--- Begin STORED RECORDS ---

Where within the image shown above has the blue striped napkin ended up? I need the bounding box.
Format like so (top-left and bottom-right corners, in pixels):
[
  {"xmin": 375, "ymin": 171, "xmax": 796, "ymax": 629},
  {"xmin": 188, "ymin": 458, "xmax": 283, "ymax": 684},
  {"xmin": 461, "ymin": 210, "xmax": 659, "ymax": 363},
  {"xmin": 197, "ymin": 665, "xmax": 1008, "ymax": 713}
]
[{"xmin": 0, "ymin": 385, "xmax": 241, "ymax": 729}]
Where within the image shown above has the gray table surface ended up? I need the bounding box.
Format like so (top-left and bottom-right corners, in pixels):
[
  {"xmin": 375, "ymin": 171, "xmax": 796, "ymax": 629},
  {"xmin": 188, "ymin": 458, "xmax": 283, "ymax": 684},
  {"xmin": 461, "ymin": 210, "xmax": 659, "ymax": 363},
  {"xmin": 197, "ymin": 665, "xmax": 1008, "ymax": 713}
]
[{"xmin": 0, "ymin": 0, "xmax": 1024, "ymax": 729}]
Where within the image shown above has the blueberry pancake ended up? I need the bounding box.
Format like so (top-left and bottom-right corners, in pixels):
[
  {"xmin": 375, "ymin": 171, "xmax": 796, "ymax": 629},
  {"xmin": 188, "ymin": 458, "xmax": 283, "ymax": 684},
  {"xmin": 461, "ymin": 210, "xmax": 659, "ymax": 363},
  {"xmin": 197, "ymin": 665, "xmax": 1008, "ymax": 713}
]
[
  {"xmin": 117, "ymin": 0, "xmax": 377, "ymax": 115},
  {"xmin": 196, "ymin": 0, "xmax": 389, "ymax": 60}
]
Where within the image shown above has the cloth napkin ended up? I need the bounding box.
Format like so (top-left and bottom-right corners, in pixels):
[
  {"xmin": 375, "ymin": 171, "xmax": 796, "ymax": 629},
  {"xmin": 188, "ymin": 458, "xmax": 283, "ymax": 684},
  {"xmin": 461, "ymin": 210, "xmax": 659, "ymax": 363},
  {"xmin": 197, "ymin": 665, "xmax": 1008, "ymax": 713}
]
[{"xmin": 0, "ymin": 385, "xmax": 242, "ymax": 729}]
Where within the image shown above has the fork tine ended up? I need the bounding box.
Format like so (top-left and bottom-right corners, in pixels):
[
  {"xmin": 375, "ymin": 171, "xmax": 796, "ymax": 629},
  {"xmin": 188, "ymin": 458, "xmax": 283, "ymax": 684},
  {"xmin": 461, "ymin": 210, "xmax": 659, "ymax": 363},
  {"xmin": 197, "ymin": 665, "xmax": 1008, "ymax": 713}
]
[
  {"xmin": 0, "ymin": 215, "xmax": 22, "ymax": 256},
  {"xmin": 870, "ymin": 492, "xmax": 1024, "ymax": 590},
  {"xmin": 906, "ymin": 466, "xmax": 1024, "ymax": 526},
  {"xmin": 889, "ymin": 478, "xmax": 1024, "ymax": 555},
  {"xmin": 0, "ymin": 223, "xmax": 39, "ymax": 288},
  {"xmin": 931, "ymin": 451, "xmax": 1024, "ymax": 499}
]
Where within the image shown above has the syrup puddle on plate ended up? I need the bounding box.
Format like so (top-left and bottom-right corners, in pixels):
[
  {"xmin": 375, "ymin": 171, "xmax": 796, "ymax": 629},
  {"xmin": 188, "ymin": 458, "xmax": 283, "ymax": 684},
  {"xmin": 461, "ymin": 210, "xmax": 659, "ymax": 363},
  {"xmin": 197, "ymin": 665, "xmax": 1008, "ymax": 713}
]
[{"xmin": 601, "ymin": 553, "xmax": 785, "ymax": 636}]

--- End STORED RECORDS ---
--- Begin STORED RECORDS ---

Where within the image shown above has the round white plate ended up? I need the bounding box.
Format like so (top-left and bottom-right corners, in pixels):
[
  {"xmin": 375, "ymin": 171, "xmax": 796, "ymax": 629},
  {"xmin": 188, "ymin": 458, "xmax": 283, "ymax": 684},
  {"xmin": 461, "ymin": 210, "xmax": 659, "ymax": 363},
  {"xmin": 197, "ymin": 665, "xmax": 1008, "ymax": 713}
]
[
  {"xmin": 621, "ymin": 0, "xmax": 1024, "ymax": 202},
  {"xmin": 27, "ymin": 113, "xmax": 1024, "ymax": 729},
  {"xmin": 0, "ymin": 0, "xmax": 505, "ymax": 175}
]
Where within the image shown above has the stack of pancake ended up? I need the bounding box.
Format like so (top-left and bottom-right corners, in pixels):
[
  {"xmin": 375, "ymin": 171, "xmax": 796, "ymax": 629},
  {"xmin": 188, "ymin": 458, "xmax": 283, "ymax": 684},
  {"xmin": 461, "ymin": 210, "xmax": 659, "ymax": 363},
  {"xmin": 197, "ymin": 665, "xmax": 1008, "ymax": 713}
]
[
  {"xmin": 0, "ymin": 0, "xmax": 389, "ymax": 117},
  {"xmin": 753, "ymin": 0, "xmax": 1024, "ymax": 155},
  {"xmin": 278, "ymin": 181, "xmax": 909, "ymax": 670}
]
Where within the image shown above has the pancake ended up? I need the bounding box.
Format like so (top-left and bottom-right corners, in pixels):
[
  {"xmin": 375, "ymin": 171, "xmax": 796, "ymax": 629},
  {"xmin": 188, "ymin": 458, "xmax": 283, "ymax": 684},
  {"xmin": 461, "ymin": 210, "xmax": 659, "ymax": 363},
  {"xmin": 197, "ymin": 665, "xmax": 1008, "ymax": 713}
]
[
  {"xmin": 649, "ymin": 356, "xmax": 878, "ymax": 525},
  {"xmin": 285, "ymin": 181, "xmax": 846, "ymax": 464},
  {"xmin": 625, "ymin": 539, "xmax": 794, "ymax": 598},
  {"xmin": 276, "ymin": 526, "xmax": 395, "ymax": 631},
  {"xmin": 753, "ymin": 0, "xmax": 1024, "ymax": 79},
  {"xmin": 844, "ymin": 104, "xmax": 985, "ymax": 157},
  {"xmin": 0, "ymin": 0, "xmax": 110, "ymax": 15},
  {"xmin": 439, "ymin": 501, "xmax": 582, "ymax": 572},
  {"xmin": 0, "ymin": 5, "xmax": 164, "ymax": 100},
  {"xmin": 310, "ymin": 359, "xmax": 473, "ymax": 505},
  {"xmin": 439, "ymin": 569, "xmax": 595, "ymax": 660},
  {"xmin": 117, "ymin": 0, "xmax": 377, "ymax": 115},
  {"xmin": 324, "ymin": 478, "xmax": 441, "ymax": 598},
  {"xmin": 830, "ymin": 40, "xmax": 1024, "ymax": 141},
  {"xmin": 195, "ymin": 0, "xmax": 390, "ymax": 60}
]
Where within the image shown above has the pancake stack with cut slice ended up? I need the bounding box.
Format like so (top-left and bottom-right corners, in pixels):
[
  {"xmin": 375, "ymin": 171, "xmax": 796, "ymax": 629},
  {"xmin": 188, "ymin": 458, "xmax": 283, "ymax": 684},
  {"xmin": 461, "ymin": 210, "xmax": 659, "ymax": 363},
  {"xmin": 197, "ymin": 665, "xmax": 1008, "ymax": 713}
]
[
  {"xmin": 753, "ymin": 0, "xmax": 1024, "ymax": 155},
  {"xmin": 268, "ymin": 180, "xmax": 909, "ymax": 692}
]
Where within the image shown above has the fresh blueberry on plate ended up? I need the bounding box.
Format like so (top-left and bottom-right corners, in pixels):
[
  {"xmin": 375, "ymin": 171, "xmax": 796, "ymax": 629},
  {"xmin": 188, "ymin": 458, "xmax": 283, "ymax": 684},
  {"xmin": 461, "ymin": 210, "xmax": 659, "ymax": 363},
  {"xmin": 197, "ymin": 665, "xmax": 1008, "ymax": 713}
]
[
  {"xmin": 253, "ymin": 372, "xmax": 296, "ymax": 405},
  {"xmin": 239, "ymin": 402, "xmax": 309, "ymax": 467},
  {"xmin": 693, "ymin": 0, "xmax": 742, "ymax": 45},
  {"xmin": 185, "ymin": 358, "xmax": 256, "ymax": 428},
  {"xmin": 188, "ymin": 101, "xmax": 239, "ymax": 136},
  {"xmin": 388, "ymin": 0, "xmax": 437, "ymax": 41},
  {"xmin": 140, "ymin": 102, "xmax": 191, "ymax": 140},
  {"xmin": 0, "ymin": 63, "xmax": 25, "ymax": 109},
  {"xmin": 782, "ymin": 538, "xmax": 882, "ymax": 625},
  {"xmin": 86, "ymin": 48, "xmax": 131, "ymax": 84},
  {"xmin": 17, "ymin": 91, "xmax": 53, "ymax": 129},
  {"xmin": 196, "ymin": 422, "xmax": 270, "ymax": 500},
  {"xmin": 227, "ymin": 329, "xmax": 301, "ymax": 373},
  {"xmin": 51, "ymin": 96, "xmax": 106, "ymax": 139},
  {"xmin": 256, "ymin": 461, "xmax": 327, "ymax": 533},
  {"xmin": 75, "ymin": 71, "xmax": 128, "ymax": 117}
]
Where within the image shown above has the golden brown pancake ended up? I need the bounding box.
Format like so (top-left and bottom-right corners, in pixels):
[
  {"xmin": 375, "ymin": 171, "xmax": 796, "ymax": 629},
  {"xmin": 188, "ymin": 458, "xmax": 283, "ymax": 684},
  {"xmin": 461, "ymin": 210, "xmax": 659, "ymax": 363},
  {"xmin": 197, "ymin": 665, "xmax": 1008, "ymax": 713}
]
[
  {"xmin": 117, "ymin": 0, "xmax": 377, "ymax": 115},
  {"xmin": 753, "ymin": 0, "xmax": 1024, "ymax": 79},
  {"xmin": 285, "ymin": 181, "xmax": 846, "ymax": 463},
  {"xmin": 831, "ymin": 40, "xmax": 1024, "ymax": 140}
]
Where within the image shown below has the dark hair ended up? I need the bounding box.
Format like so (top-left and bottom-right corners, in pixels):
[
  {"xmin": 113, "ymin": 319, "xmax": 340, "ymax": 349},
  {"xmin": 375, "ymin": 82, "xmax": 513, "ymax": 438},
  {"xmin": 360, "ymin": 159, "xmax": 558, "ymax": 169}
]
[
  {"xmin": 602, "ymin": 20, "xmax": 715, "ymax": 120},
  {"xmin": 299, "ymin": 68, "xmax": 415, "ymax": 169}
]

--- End STORED RECORDS ---
--- Begin STORED RECORDS ---

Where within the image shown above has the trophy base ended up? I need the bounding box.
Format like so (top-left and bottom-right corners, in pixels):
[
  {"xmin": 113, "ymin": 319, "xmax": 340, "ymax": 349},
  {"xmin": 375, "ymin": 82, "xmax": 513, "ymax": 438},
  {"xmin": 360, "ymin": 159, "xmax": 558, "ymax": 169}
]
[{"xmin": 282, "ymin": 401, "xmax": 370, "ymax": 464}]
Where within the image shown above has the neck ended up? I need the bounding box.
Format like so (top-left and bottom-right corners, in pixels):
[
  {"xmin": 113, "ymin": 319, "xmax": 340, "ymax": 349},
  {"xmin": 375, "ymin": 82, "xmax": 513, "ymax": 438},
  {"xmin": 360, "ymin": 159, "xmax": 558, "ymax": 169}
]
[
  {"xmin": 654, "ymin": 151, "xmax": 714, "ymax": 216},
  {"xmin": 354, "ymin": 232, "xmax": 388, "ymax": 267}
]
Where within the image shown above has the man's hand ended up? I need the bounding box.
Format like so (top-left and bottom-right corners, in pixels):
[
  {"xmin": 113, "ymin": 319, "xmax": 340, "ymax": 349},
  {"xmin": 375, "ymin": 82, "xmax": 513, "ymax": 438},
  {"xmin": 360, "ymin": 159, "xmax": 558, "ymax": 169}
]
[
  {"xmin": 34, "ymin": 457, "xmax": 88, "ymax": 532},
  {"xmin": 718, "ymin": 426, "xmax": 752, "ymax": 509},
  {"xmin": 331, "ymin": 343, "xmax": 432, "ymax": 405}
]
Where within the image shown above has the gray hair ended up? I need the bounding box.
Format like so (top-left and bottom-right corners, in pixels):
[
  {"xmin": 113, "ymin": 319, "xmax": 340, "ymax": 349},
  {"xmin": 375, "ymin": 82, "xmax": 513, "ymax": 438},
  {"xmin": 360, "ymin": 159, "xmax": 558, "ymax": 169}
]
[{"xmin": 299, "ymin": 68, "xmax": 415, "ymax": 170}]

--- End STORED RECORDS ---

## CHALLENGE
Pick out every line of the material above that contains the word "stack" and copy each one.

## RESULT
Where within the image shown above has the stack of pancake ended up? I need the bounding box.
Where within the image shown above has the pancake stack with cut slice ended up? I need the bounding box.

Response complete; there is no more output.